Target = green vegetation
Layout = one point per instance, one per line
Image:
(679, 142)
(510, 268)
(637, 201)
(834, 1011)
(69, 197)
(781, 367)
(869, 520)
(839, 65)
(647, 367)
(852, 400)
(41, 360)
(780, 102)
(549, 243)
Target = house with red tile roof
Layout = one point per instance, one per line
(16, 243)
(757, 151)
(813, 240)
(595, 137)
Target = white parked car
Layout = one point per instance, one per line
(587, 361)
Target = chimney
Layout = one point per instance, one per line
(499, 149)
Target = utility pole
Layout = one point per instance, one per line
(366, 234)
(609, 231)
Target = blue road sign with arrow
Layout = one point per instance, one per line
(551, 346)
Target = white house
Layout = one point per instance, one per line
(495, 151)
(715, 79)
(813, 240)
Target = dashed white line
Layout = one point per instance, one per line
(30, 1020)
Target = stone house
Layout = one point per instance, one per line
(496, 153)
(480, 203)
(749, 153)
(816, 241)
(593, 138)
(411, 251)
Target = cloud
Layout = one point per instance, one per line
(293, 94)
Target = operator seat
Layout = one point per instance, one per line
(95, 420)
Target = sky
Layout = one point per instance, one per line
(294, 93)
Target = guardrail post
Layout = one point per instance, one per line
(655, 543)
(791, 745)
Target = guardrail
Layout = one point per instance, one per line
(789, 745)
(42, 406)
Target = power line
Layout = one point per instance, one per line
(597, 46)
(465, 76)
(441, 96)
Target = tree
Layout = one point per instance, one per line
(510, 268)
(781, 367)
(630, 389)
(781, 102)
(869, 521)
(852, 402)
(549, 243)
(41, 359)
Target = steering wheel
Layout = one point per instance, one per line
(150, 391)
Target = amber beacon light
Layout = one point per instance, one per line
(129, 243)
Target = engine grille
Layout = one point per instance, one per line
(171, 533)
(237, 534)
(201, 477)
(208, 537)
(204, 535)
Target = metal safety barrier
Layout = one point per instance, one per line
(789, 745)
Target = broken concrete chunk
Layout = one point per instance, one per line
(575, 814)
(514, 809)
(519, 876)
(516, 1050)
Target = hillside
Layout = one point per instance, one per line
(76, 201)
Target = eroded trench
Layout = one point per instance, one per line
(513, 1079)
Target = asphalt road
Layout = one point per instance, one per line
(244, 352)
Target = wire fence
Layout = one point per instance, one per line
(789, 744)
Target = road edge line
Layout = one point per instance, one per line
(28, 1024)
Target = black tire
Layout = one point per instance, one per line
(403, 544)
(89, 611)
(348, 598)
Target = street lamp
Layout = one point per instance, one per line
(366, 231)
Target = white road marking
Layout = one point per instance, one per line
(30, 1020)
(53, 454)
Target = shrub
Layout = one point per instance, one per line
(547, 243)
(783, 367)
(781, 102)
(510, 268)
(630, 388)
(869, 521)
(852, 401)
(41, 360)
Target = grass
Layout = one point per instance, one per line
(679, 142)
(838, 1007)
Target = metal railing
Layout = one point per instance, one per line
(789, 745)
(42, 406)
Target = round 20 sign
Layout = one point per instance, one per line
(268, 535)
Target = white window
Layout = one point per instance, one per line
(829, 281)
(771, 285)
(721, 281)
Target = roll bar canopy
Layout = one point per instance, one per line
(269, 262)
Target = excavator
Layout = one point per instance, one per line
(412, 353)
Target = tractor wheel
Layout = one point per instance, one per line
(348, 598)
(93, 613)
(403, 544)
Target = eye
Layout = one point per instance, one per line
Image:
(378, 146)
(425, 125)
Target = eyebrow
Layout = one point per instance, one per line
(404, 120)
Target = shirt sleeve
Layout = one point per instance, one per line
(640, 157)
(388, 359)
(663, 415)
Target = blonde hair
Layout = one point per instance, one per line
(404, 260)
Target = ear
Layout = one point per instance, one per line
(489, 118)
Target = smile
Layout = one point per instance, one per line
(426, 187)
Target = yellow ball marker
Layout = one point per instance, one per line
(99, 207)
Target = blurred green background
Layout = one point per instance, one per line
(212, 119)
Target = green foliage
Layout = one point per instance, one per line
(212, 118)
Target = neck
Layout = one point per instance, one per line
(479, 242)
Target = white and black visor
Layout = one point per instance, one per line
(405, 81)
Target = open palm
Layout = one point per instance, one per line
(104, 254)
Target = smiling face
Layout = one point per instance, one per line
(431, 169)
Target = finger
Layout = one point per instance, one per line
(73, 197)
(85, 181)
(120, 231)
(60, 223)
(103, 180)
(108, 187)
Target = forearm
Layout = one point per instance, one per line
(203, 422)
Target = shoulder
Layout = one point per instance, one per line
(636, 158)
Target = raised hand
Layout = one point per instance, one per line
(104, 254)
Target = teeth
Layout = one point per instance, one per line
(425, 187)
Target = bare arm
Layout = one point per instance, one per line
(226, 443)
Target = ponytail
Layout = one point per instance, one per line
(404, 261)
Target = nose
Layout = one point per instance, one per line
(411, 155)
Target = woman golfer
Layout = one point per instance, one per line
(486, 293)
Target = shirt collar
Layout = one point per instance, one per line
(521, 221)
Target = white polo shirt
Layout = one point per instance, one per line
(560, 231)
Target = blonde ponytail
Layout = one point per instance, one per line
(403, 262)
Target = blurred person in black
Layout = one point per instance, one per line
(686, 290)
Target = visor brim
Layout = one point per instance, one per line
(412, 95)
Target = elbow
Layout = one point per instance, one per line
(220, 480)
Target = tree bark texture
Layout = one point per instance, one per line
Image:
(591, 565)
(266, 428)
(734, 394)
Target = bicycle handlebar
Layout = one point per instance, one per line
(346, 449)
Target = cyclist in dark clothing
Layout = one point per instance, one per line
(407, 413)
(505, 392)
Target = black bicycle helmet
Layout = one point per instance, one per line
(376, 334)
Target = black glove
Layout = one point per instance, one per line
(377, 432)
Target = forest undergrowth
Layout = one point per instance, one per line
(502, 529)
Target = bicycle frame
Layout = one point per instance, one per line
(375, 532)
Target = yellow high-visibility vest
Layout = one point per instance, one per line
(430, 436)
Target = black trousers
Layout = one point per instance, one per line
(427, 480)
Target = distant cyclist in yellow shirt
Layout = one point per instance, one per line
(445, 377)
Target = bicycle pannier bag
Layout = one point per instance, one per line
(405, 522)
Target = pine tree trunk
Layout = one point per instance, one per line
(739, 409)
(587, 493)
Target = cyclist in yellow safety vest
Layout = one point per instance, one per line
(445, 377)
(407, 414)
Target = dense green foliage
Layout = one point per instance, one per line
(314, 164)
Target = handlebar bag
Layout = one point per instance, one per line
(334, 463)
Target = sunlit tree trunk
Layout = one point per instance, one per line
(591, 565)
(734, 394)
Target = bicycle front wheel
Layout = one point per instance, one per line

+++

# Task goal
Above are the records; copy all of them exactly.

# Reply to the exercise
Target = green vegetation
Layout = one point per instance, one per line
Image:
(679, 142)
(510, 268)
(637, 201)
(834, 1011)
(69, 197)
(781, 367)
(869, 520)
(839, 65)
(647, 367)
(852, 400)
(41, 360)
(780, 102)
(549, 243)
Target = house with red tile roof
Layout = one point per instance, one per line
(16, 243)
(757, 151)
(813, 240)
(595, 137)
Target = white parked car
Layout = one point per instance, one per line
(587, 361)
Target = chimney
Layout = one point per instance, one per line
(499, 149)
Target = utility pole
Layout = one point per instance, one per line
(366, 234)
(609, 231)
Target = blue road sign with arrow
Layout = one point per instance, one per line
(551, 346)
Target = white house
Layout = one point per instance, one per line
(495, 151)
(715, 79)
(813, 240)
Target = dashed white line
Layout = one point per instance, one per line
(30, 1020)
Target = stone house
Layout = one point per instance, one per line
(496, 153)
(480, 203)
(749, 153)
(816, 241)
(593, 138)
(411, 251)
Target = cloud
Layout = one point per instance, one per line
(293, 94)
Target = operator seat
Layout = one point per instance, one per line
(95, 420)
Target = sky
Layout = one point per instance, one per line
(294, 93)
Target = guardrail post
Layout = one point per instance, one per line
(655, 543)
(791, 745)
Target = guardrail
Layout = one point per instance, one per line
(789, 745)
(42, 406)
Target = power line
Layout = one point per instance, one per line
(597, 46)
(465, 76)
(441, 96)
Target = tree
Layout = one point per instance, one per line
(510, 268)
(781, 367)
(630, 389)
(781, 102)
(869, 521)
(852, 402)
(549, 243)
(41, 359)
Target = steering wheel
Layout = one point per instance, one per line
(150, 391)
Target = amber beacon light
Layout = one point per instance, one per line
(129, 243)
Target = engine grille
Layout = one point per instance, one per line
(171, 533)
(237, 534)
(201, 477)
(208, 537)
(204, 535)
Target = metal safety barrier
Layout = one point per instance, one per line
(789, 745)
Target = broken concrete chunk
Layout = one point per instance, one per line
(575, 814)
(514, 809)
(519, 876)
(516, 1050)
Target = hillside
Layout = one point per instance, one per line
(76, 201)
Target = eroded trench
Layout = one point per instance, one per line
(513, 1079)
Target = asphalt road
Layout = one point per instance, one per line
(244, 352)
Target = wire fence
Layout = one point per instance, one per line
(789, 744)
Target = road edge line
Layout = one point per instance, one per line
(28, 1024)
Target = black tire
Layout = one point per instance, one per line
(403, 544)
(89, 611)
(348, 598)
Target = street lamp
Layout = one point per instance, one per line
(366, 231)
Target = white road marking
Layout = one point per instance, one per line
(30, 1020)
(53, 454)
Target = shrub
Layout = one point per instance, one per line
(547, 243)
(783, 367)
(781, 102)
(510, 268)
(630, 388)
(869, 521)
(852, 401)
(41, 360)
Target = grass
Layout = one point per instance, one per line
(679, 142)
(838, 1007)
Target = metal railing
Layout = one point per instance, one per line
(789, 745)
(42, 406)
Target = round 20 sign
Layout = one point per instance, one per line
(268, 535)
Target = white window
Layout = one point per instance, one per line
(829, 281)
(771, 285)
(721, 281)
Target = roll bar canopy
Layout = one point per instance, one per line
(269, 262)
Target = excavator
Layout = one point per instance, one per line
(412, 353)
Target = tractor wheel
Layout = one point per instance, one per line
(348, 598)
(93, 613)
(403, 544)
Target = eye
Layout = one point per instance, one per line
Image:
(378, 146)
(425, 125)
Target = eyebrow
Layout = one point per instance, one per line
(404, 120)
Target = shirt sleeve
Layout = one point per instance, one per line
(640, 157)
(388, 359)
(663, 415)
Target = blonde hair
Layout = one point per instance, one per line
(404, 260)
Target = ear
Layout = one point per instance, one per line
(489, 118)
Target = smile
Layout = one point per instance, one per line
(426, 187)
Target = yellow ball marker
Layout = one point per instance, one per line
(99, 207)
Target = blurred green background
Layout = one point per instance, one per line
(212, 119)
Target = green foliage
Layout = one point per instance, one per line
(212, 118)
Target = neck
Layout = one point per instance, one per line
(479, 242)
Target = white and black visor
Layout = one point per instance, one per line
(405, 81)
Target = open palm
Layout = one point per instance, one per line
(104, 254)
Target = smiling face
Layout = one point per instance, one per line
(431, 169)
Target = finger
Layout = one point per instance, one per line
(73, 197)
(85, 181)
(120, 231)
(60, 223)
(103, 180)
(108, 187)
Target = forearm
Layout = one point per instance, one per line
(203, 422)
Target = shoulder
Layout = one point per instance, one per line
(636, 158)
Target = raised hand
Layout = one point per instance, one per line
(104, 254)
Target = teeth
Layout = one point per instance, one per line
(425, 187)
Target = bare arm
Layout = one point per instance, one per line
(226, 443)
Target = ponytail
Layout = one point per instance, one per line
(404, 261)
Target = nose
Layout = one point per instance, one per line
(411, 155)
Target = woman golfer
Layout = one point per instance, one per line
(486, 293)
Target = shirt collar
Layout = one point per instance, one per line
(521, 221)
Target = white polo shirt
Layout = one point per instance, one per line
(560, 231)
Target = blonde ponytail
Layout = one point per instance, one per line
(403, 262)
Target = blurred person in black
Layout = one point per instance, one per line
(686, 290)
Target = visor brim
Layout = one point per instance, one per line
(412, 95)
Target = elbow
Layout = one point per instance, one per line
(220, 480)
Target = tree bark texture
Layout = one point per instance, one per line
Image:
(591, 565)
(266, 428)
(734, 394)
Target = bicycle handlebar
Layout = one point per instance, one per line
(346, 449)
Target = cyclist in dark clothing
Layout = one point per instance, one per line
(407, 413)
(505, 392)
Target = black bicycle helmet
Layout = one point per instance, one per line
(376, 334)
Target = black glove
Layout = one point per instance, one per line
(377, 432)
Target = forest undergrowth
Layout = one point per instance, one per line
(502, 529)
Target = bicycle frame
Layout = one point per instance, one per line
(375, 532)
Target = yellow high-visibility vest
Layout = one point per instance, one per line
(430, 436)
Target = black trousers
Layout = one point per instance, one per line
(427, 480)
Target = distant cyclist in yellow shirt
Layout = one point per instance, one per line
(445, 377)
Target = bicycle pannier bag
Layout = one point per instance, one per line
(405, 522)
Target = pine tree trunk
Layout = one point per instance, one per line
(739, 409)
(587, 493)
Target = cyclist in yellow safety vest
Layout = one point per instance, one per line
(445, 377)
(407, 414)
Target = dense green foliage
Layout = one point per instance, one per line
(314, 164)
Target = handlebar bag
Layout = one point per instance, one per line
(334, 463)
Target = sunlit tree trunk
Layout = one point per instance, one per line
(591, 565)
(734, 394)
Target = bicycle front wheel
Layout = one point per instance, one per line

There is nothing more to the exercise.